Written exercise
Drop every picture and copy exactly the lines from the one with "Provide the pixel coordinates of one point on the bodyboard, a" through the last line of the listing below.

Image object location entries
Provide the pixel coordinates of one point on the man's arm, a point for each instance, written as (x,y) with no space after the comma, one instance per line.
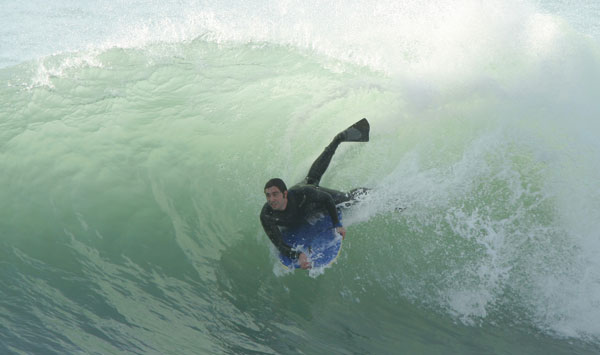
(274,234)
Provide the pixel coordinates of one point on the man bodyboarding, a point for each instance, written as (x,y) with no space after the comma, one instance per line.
(290,208)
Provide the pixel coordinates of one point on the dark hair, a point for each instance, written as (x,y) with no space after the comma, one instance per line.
(278,183)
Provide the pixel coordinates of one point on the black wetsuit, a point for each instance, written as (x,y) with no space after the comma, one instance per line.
(305,200)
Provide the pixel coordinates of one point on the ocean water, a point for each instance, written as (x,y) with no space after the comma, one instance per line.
(136,138)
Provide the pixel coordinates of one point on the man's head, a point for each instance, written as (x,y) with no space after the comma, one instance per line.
(276,193)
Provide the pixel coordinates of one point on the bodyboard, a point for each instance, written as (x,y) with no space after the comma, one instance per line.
(317,239)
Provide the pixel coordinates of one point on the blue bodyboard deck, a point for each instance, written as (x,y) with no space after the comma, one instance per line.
(317,239)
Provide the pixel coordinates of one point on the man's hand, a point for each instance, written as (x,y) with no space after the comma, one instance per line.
(303,260)
(341,231)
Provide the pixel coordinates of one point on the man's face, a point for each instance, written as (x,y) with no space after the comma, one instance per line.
(276,199)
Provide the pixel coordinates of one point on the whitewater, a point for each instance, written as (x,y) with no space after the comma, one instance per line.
(136,138)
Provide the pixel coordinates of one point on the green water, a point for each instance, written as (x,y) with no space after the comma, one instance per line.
(132,182)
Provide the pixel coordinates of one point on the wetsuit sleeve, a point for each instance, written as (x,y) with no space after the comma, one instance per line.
(325,200)
(274,234)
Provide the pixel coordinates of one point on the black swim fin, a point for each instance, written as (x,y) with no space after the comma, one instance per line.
(358,132)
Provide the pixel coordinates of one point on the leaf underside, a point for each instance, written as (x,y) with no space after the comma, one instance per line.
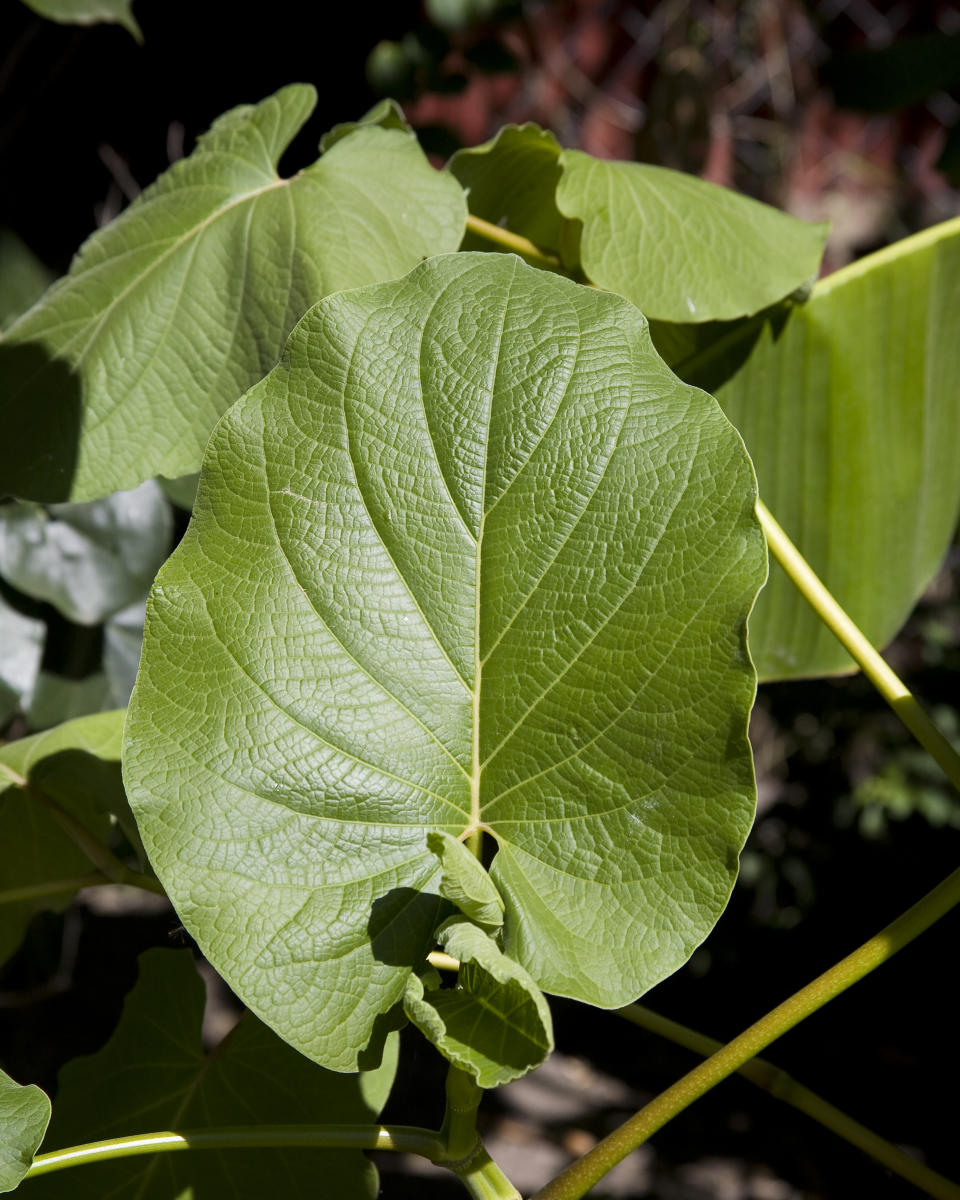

Correct answer
Provide the pixel coordinates of one point on the bodyboard, a point for each instance, written as (x,y) with no space after the comma, one instance per line.
(317,239)
Provide the pixel coordinates of one point on the blue bodyboard deck, a point for each instance, written as (x,y) with no space after the comma, one instance per line.
(317,239)
Provide the pixel coordinates of one point on the man's hand, a point for each instance, written as (x,y) with no space after the comma, one instance per line.
(303,260)
(341,231)
Provide the pixel coordinates of one point on the man's face, a point for each instance, written as (x,y) with no space after the comma, one instance per line.
(276,199)
Provide the pixel coordinates of one point on the whitewater, a point for each instance, written as (x,y) with no space after the comma, one instance per line.
(136,138)
Provide the pixel coordinates of one point on the green water, a point for each instance, written as (x,y) with no space after the comma, one instance per line.
(132,182)
Provide the pixel coordinates of one point on the wetsuit sleeve, a point for each instance, written as (x,y) with no space after the comma, one instance per line.
(325,200)
(274,234)
Provide the pixel coordinates of one point on the black swim fin, a point for each instance, written as (x,y) with no space after the comma, one instance per line.
(358,132)
Provide the pixel coordinates of one point on the leaf underside, a point for each instance, written as (x,y) with no space after the comma, one instance per line.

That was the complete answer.